* SOURCE PASSAGE
-----

To investigate the influence of each coefficient, I inspected the model summary.
summary(fit.2)
##
## Call:
## lm(formula = mpg ~ poly(hp, 2), data = mtcars)
##
## Residuals:
## Min 1Q Median 3Q Max
## -4.5512 -1.6027 -0.6977 1.5509 8.7213
##
## Coefficients:
## Estimate Std. Error t value Pr(>|t|)
## (Intercept) 20.091 0.544 36.931 < 2e-16 ***
## poly(hp, 2)1 -26.046 3.077 -8.464 2.51e-09 ***
## poly(hp, 2)2 13.155 3.077 4.275 0.000189 ***
## ---
## Signif. codes: 0 '***' 0.001 '**' 0.01 '*' 0.05 '.' 0.1 ' ' 1
##
## Residual standard error: 3.077 on 29 degrees of freedom
## Multiple R-squared: 0.7561, Adjusted R-squared: 0.7393
## F-statistic: 44.95 on 2 and 29 DF, p-value: 1.301e-09
Here we see the linear effect of horse power is negative and the quadratic curve is positive. This is visually present in the scatterplot, where the association first starts as negative and linear and then curves upward. The \(R^2\) for the model is about \(.74\), indicating that much of the variation in the response could be attributed to the model. This is likely due to the strong coefficient values and the low respective error (aka noise).

-----

* MATERIAL
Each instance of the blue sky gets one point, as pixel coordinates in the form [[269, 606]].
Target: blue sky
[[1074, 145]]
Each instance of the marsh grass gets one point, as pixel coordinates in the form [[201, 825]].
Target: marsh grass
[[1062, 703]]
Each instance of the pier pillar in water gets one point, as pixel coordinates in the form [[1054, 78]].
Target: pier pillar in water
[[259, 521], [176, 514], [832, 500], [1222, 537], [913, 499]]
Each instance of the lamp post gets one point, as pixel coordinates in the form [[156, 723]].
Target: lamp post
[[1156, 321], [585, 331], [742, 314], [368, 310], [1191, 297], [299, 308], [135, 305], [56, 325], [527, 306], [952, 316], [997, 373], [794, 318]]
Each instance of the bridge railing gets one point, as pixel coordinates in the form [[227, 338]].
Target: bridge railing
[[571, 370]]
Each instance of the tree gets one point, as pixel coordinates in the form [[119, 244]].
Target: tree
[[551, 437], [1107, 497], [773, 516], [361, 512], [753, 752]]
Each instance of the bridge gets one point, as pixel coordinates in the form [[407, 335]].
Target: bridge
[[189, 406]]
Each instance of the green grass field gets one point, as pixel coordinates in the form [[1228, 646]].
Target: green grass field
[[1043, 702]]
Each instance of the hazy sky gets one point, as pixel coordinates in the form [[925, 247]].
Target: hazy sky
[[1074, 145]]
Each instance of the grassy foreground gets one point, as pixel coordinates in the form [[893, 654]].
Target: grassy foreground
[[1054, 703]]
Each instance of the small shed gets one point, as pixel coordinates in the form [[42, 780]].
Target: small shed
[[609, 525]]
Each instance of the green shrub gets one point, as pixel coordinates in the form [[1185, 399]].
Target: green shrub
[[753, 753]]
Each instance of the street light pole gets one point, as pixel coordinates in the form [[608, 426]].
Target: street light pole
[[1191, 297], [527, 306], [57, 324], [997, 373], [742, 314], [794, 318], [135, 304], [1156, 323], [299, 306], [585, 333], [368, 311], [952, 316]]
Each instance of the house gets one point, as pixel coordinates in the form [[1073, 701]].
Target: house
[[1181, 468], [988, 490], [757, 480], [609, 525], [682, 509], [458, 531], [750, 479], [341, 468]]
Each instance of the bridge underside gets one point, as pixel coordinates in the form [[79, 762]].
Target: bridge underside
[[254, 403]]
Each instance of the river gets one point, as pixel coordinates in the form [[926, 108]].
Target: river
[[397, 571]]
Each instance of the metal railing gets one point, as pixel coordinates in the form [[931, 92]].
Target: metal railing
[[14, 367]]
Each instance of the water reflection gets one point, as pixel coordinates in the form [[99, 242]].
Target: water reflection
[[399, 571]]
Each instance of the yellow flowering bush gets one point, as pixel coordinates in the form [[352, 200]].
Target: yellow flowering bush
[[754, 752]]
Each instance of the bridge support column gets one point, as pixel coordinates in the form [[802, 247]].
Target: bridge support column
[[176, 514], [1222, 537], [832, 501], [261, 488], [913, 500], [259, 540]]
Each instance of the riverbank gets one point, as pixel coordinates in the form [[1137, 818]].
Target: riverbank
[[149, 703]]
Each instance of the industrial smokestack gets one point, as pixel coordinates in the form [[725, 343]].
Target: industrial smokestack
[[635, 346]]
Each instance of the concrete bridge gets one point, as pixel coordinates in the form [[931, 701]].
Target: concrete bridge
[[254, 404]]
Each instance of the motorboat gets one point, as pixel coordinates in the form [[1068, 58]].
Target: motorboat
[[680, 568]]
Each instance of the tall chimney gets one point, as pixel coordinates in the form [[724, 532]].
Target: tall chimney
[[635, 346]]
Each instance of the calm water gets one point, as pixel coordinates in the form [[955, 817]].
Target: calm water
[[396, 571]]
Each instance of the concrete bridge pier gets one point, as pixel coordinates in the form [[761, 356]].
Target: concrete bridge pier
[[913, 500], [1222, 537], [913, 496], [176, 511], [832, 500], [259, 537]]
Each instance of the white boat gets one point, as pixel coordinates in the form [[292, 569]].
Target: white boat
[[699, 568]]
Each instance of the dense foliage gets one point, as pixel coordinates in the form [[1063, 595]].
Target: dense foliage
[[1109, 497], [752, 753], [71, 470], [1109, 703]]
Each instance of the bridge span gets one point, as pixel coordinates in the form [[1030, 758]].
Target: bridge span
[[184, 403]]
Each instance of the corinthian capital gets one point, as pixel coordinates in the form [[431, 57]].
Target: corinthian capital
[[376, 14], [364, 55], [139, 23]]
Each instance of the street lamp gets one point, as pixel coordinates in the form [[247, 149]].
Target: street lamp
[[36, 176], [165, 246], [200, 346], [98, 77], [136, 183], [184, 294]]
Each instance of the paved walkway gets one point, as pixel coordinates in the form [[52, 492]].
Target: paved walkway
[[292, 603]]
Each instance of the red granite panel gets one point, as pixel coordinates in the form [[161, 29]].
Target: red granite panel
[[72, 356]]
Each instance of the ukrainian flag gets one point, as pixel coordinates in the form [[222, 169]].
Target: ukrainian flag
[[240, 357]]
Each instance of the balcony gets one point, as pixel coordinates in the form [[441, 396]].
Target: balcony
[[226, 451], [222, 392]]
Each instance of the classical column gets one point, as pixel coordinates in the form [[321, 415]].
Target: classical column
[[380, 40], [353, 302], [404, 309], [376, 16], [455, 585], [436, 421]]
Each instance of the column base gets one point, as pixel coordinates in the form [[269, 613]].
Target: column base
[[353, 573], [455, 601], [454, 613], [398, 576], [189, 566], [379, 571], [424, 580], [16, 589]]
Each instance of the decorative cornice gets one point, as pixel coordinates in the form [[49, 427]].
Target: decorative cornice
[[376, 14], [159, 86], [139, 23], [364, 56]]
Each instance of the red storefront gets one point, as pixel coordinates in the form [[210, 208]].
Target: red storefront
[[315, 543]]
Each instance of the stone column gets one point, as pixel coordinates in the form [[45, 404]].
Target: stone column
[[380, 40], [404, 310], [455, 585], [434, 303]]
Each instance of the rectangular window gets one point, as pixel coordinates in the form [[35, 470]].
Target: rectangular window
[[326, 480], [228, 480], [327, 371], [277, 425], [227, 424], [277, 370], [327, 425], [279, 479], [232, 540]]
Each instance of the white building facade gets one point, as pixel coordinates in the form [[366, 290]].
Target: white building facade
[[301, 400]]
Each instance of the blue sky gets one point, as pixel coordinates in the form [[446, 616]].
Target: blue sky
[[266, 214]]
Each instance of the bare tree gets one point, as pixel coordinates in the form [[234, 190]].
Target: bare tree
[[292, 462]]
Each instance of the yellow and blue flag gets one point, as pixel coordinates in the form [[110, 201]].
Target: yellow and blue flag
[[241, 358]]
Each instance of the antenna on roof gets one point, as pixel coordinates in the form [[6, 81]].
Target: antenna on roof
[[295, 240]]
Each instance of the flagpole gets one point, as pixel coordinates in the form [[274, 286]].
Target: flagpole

-----

* WHAT TO WORK ON
A) In the passage on the horsepower regression, what residual standard error does the model summary report, and on how many degrees of freedom?
B) Proceed with the passage on the horsepower regression, writing on from its last sentence.
The rows are separate material and have no connection to the passage on the horsepower regression.

* ANSWER LIST
A) 3.077 on 29 degrees of freedom.

B)
Though the effect looked clearly nonlinear, I was curious to determine why. It is possible that some categorical variable could be influencing this relationship. Therefore, I looked at another possible factor in this association: the type of engine shape used in the car. Normally straight-engine cars expend less gas, so I colored in the scatterplot from before to see if this was shaping the relationship.
#### Save Plot Object ####
raw.color <- mtcars %>%
ggplot(
aes(
x = hp,
y = mpg,
color = factor(vs)
)
)+
geom_point(
size = 5,
alpha = .5
)+
scale_color_manual(
values = c("darkred","darkblue")
)+
labs(
x = "HP",
y = "MPG",
title = "Association between HP and MPG",
color = "Engine Type (V-Shaped = 0, Straight = 1)"
)+
theme(legend.position = "bottom")
#### Print Plot ####
raw.color
Now it seemed clear that the relationship depended on the engine type. To make the association for V-shaped cars more clear, I filtered the scatterplot to only include those cars which had this shape.
mtcars %>%
filter(vs == 1) %>% # added this
ggplot(
aes(
x = hp,
y = mpg # and removed the color
)
)+
geom_point()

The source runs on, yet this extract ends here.